» Aim: Render this sentence from the article on Formula One tyre supply in Spanish: "Pirelli is in a strong position as any change in tyre supply must come via a tender process."

» Text extract:

There is increased speculation that Michelin could return to Formula One next season after Bernie Ecclestone confirmed the French firm was interested in supplying the sport for next year.

Formula One does not currently have its tyre supply for 2014 confirmed, although Pirelli is known to have commercial contracts in place with all but one team. It's a point Ecclestone too has acknowledged, making any change in supplier difficult.

Michelin is said to have told teams over the Monaco Grand Prix weekend that it was not interested in supplying Formula One next season. In July it was suggested by some outlets that Michelin would announce its interest during the first week of August, though that date has come and gone.

It has also been reported that should Michelin enter F1 it would want to move away from the current 13-inch wheels to 18-inch wheels for 2016, and does not want to produce the type of fast-wearing rubber Formula One has had for the last three seasons. Ironically it was the teams themselves that gave Pirelli its initial design brief for fast-wearing tyres in an effort to spice up the racing.

Pirelli Motorsport Director Paul Hembery has made his position on the current situation clear, believing it would be farcical to begin a tender process now. "If you wanted to do that then it should have been done in September of last year," Hembery said at the weekend. "Everybody will look ridiculous in that scenario."

Pirelli is in a strong position as any change in tyre supply must come via a tender process. Although not guaranteed to win such a tender Pirelli would have good reason to challenge the FIA if it was not selected following the International Tribunal earlier in the season.

Following the Spanish Grand Prix Mercedes performed unauthorised tyre testing for Pirelli. It resulted in both appearing before an FIA International Tribunal which ruled that while the test was not in keeping with the rules (and banned Mercedes from the subsequent Young Driver Test at Silverstone) it was in the best interests of Formula One and done with no malice or ill-intent. Pirelli cannot therefore be excluded from any tender process or deemed unfit for supply, thereby closing one door on the FIA's alleged desire to switch to Michelin.

» Data listing:

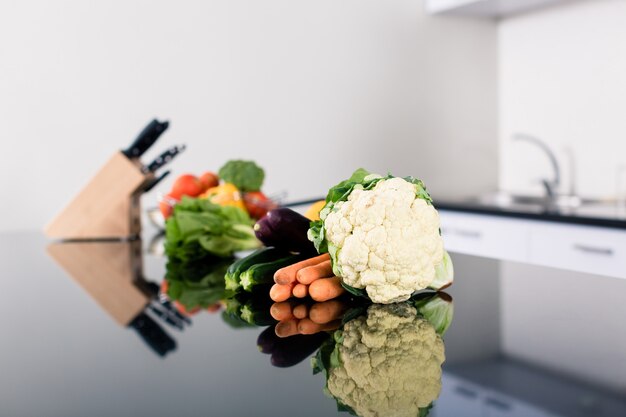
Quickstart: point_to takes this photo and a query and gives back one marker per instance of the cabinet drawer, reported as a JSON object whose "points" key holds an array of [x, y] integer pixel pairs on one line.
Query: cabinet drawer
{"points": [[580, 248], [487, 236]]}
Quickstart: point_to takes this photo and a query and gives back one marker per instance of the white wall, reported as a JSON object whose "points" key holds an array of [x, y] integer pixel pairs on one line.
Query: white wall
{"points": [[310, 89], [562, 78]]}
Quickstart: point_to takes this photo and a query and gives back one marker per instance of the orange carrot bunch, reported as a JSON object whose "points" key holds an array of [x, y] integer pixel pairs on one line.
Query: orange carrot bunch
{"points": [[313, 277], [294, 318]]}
---
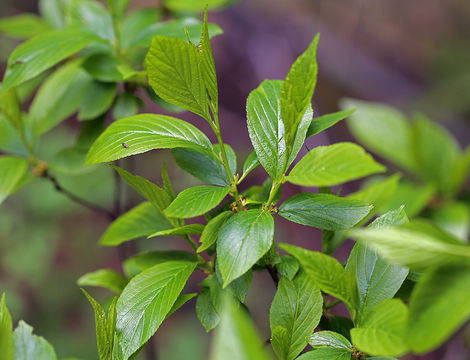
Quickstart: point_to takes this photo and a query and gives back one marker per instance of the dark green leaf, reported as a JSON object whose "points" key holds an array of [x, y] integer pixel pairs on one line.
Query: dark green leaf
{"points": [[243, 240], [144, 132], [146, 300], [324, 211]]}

» Result for this task: Pirelli está en una posición fuerte, ya que cualquier cambio en el suministro de neumáticos debe realizarse mediante un proceso de licitación.